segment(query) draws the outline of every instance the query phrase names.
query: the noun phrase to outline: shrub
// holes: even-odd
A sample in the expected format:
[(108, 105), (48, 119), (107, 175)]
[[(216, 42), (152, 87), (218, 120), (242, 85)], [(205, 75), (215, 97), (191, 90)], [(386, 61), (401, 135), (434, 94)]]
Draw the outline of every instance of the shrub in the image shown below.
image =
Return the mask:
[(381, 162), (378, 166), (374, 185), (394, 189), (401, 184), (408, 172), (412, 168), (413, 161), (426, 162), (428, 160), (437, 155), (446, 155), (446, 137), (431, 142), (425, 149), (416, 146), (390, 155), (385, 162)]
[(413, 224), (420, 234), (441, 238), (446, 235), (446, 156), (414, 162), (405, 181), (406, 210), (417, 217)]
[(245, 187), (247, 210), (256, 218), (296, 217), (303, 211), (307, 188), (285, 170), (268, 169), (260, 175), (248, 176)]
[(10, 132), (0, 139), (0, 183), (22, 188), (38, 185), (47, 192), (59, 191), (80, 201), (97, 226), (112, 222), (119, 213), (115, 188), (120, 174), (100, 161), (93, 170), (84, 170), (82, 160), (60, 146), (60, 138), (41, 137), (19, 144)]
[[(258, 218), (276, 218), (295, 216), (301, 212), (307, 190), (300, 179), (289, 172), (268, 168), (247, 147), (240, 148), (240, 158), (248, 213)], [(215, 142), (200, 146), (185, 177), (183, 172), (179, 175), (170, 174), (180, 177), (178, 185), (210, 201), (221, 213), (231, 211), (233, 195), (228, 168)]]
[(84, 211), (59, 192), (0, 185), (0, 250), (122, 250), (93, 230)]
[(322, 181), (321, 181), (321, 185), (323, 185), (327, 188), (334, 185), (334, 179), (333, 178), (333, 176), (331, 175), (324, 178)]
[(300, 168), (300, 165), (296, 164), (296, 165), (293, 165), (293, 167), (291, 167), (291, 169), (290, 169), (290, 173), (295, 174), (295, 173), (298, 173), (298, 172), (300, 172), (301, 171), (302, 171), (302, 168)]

━━━━━━━━━━━━━━━━━━━━

| YOUR OBJECTIVE |
Rescale the items from the beginning through the line containing "175), (324, 178)]": write out every line again, request lines included, and multiply each point coordinate in the answer outlines by 0.9, rounding to the nearest whole number with halves rounded up. Leave all numbers in the request lines unchanged, including those in the format sample.

| RESULT OF THIS TASK |
segment(query) draws the outline of every instance the query phrase names.
query: the noun phrase to outline: shrub
// holes: even-odd
A sample in the expected format:
[(108, 105), (48, 119), (107, 175)]
[[(216, 42), (152, 87), (218, 120), (242, 85)], [(205, 75), (215, 97), (191, 90)], [(386, 61), (401, 135), (434, 94)]]
Draw the outline of every instance of the shrub in the image shown below.
image =
Return the mask:
[(343, 146), (340, 149), (337, 167), (355, 170), (361, 166), (367, 155), (371, 151), (372, 145), (383, 146), (385, 144), (393, 140), (401, 140), (401, 123), (388, 128), (383, 134), (374, 131), (351, 140), (347, 146)]
[(372, 202), (378, 211), (397, 214), (401, 212), (401, 140), (373, 146), (365, 163), (365, 189), (375, 195)]
[(221, 168), (222, 189), (230, 196), (266, 195), (273, 190), (276, 169), (257, 153), (241, 152), (234, 158), (223, 158)]
[(9, 119), (0, 125), (0, 165), (20, 169), (34, 167), (42, 173), (53, 172), (72, 181), (87, 203), (101, 200), (107, 192), (104, 169), (108, 157), (90, 145), (84, 153), (76, 153), (74, 144), (54, 131), (54, 124), (37, 123), (17, 130)]
[[(232, 196), (248, 196), (266, 194), (271, 191), (276, 171), (270, 161), (260, 155), (241, 151), (222, 132), (216, 133), (216, 142), (223, 192)], [(194, 128), (180, 131), (167, 159), (165, 155), (161, 158), (153, 157), (162, 159), (160, 167), (189, 181), (199, 192), (208, 190), (210, 176), (205, 151)]]
[(76, 190), (53, 173), (0, 167), (0, 225), (110, 225), (84, 207)]
[(290, 163), (289, 163), (289, 167), (291, 167), (294, 169), (301, 167), (301, 161), (300, 160), (300, 158), (298, 158), (292, 160)]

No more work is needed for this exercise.